> Text:

┌──

Programming for Wayne County began June 2nd. The Summer Learning Camps provide six hours of daily programming. Daily programming includes at least one hour of reading and one hour of math instruction daily. One hour of intervention and one hour of physical activity are also included in the schedule.
Students entering grades 1- 8 are attending Learning Loss and/or Bridge camps five days a week. All students participate in one hour of STREAM programming which is built into the daily schedule. Instruction for this hour is made up of STREAM (science, technology, reading, engineering, arts, math) activities.
The Wayne County school district made its best effort to recruit students. Teacher-to-student ratios has been established at a maximum of 10 to 1, going beyond the state-recommended 20 to 1. Many of the classroom sizes are at 1 to 8 making instruction much more beneficial to the students. Beyond the foundational reading and math instruction, Wayne County students are participating in writing workshops and other text-rich experiences. They will also be involved in field trips and other experiences that build background knowledge.

└──

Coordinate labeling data
┌──

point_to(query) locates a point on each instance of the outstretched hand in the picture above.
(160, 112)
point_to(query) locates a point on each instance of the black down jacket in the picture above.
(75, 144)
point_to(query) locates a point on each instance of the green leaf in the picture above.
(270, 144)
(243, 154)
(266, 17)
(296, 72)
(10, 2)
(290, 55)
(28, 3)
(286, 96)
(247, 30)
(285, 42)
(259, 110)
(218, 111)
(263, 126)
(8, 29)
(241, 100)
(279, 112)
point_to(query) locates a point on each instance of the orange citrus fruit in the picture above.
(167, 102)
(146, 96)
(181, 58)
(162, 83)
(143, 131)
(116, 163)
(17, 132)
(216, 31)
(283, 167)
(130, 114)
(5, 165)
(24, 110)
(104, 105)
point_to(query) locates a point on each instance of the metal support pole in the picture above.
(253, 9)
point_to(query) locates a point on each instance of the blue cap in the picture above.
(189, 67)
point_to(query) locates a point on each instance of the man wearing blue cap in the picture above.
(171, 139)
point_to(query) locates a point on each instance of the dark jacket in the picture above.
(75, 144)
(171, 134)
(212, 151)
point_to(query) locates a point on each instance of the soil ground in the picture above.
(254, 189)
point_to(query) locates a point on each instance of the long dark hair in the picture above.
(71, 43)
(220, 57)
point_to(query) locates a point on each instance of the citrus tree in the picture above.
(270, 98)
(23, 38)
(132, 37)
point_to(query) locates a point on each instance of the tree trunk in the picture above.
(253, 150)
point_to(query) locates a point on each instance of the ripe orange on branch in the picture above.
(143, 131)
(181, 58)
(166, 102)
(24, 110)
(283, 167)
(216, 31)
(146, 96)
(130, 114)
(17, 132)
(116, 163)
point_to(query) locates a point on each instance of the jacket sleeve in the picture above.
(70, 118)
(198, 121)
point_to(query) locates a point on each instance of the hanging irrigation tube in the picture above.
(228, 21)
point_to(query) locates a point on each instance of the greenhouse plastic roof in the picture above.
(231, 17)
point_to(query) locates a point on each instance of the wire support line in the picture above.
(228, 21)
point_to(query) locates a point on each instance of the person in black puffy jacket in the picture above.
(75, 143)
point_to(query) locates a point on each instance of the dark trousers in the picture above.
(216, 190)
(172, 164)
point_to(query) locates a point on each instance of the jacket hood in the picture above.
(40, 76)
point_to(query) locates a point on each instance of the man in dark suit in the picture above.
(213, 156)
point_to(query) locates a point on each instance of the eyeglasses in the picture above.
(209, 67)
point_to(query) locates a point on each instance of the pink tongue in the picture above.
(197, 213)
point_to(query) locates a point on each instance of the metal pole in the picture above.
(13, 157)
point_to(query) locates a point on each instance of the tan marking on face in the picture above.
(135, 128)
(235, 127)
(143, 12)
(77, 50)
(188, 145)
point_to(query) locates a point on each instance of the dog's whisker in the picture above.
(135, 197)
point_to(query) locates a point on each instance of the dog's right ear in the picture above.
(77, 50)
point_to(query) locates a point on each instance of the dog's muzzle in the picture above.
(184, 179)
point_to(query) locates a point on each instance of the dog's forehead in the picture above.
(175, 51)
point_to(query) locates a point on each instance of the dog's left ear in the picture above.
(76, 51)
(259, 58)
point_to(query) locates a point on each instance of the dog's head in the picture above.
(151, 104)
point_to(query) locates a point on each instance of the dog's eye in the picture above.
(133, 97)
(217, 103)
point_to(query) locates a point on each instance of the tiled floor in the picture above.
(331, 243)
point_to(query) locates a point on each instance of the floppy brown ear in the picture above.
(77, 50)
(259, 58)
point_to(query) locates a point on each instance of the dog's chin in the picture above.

└──

> Short task: Continue the text about the Wayne County summer learning camps, starting after its last sentence.

> Written response:
The Wayne County program is titled “A World of Possibilities!” During camps, students will be involved in exploring the world around them. They will dig deep into environments, geography, and culture. Classes will look toward answering the questions, “What makes places unique and different?” It is the vision of Wayne County Schools to address student learning loss and accelerate learning with rigorous foundational skills while instilling students with the curiosity to explore the world of possibilities that exist through text-rich experiences.
During the first ten days of camp, students explored environments, including wildlife, resources, and landforms. They planted seeds, observed the chrysalis of caterpillars, and created birdhouses with Wayne County 4-H.
Another student experience was to visit the Wayne County Technology Center. Students toured the facility and were taught about the programs offered there. Schools across the county had various visitors with technical careers. These experiences exposed students to career possibilities in the technical field.